## REQUEST
In the text on learning F#, which code base is named the best one, please?

## DOCUMENT
But IMO the best way to learn a new programming language—and more importantly, the idioms that come with it—is to read a good open source codebase written in that language. Naturally, writing code in that language is crucial, but in the beginning, you're basically struggling with your own ignorance about how things should be done. You could perform certain tasks one way or the other, but it takes experience to realize the flaws and virtues of each. Even after you've gotten a firm grasp of how things work, reading the code of people who have an even firmer one helps a great deal.
Most would agree that the most insightful parts of any learn-a-programming-language book are the code examples, and reading a well-written open source codebase is the next level of that.
So are there any out there for F#?

Ref this question.
IMO, F# PowerPack is the best code base there.

Here are a few additional links that you may find interesting:
If you download F# for Visual Studio 2008, it also comes with sources of the entire F# library. This is sometimes a bit difficult code and it uses some internal tricks in a few places, but it is sometimes very good resource for learning (for example, Map type is a great example of a tree data structure).

## RECORDS SHOWN
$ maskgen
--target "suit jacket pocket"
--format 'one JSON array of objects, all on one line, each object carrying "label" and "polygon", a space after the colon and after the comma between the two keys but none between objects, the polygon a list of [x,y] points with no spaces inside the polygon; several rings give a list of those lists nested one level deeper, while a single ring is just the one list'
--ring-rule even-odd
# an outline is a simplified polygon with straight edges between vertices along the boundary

## FINAL RESULT
F# PowerPack.